-- START OF Dataset records --

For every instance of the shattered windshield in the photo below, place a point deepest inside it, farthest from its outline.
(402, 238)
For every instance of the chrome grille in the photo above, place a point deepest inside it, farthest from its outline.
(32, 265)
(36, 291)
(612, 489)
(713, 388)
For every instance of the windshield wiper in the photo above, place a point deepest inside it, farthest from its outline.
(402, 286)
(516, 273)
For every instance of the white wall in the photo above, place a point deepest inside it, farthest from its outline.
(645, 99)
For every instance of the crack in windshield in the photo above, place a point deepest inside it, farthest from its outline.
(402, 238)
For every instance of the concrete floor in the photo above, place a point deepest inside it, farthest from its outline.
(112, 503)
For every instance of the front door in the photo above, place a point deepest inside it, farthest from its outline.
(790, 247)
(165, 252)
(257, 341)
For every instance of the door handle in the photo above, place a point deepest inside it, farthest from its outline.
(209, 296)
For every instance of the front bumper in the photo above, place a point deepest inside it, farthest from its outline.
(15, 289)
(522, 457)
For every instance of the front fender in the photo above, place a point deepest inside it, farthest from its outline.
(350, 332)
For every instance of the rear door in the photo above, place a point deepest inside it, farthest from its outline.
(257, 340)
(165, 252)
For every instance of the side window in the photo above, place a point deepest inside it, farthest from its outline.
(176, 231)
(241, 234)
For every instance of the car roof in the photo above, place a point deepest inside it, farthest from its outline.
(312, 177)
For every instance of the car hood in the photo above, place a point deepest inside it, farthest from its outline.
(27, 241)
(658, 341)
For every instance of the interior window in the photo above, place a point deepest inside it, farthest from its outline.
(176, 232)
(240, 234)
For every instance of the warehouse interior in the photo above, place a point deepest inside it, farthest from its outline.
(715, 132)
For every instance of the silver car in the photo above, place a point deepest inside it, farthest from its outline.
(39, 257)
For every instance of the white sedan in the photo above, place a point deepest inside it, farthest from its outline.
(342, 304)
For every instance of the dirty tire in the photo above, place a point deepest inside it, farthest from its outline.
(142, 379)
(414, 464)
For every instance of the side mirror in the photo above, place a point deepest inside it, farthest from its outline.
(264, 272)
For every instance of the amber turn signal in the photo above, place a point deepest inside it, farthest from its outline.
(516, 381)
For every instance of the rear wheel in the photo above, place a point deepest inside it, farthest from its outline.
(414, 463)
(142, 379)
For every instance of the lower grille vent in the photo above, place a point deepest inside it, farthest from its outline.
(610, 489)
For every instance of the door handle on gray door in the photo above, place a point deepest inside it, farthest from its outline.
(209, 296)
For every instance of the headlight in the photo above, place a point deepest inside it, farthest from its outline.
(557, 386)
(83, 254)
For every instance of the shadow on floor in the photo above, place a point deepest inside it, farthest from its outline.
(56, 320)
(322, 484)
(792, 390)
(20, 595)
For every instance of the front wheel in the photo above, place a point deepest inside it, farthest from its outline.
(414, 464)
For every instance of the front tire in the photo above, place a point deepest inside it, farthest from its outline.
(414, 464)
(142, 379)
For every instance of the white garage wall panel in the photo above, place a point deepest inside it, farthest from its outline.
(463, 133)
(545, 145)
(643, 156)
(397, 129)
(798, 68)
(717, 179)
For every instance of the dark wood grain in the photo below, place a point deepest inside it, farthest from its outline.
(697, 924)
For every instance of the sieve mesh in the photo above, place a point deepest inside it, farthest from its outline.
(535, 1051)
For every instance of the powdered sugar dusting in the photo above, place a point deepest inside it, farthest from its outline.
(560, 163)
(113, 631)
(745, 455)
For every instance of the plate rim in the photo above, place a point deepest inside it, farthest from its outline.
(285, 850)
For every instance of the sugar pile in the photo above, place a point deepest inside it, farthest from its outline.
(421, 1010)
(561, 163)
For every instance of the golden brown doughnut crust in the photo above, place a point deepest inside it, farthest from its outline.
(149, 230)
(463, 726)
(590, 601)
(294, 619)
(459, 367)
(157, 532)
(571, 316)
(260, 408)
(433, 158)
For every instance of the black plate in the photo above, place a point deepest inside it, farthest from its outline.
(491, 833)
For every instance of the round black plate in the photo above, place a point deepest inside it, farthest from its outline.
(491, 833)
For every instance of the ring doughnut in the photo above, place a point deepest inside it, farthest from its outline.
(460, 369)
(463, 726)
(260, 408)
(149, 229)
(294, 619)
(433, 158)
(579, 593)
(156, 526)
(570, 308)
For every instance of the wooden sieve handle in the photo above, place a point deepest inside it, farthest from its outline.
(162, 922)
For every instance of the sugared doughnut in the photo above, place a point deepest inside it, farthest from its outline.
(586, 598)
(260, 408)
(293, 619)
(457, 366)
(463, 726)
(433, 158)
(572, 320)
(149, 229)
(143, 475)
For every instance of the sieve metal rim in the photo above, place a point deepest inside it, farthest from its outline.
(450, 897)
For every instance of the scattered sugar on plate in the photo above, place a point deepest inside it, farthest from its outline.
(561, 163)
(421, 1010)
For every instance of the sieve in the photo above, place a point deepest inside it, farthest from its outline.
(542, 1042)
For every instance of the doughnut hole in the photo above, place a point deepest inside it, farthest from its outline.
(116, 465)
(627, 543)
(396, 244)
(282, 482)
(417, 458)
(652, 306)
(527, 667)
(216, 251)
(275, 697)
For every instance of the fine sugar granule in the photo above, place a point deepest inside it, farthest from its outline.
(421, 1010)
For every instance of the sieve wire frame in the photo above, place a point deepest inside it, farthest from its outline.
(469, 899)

-- END OF Dataset records --

=== Exercise aim ===
Put the lines above into a numbered list, starting with the line that contains "For every instance of the scattered" and ending with the last line. Leave out any blank lines.

=== Written reply ===
1. For every instance of the scattered sugar on plate in the photo above, place a point deepest inside it, farthest from its outline.
2. (561, 163)
3. (421, 1010)
4. For every instance of the sieve in the photo above, place a point deepest inside it, farthest from its outline.
5. (542, 1042)
6. For every instance of the doughnut hole in the photo above, place a point deepest inside it, farthest from its outline.
7. (116, 465)
8. (627, 543)
9. (396, 244)
10. (282, 482)
11. (417, 458)
12. (652, 306)
13. (527, 667)
14. (216, 251)
15. (275, 697)
16. For every instance of the fine sugar granule in the photo above, place a point deepest inside it, farthest from its outline.
17. (421, 1010)
18. For every instance of the sieve wire frame in the photo above, place a point deepest inside it, farthest from its outline.
19. (469, 899)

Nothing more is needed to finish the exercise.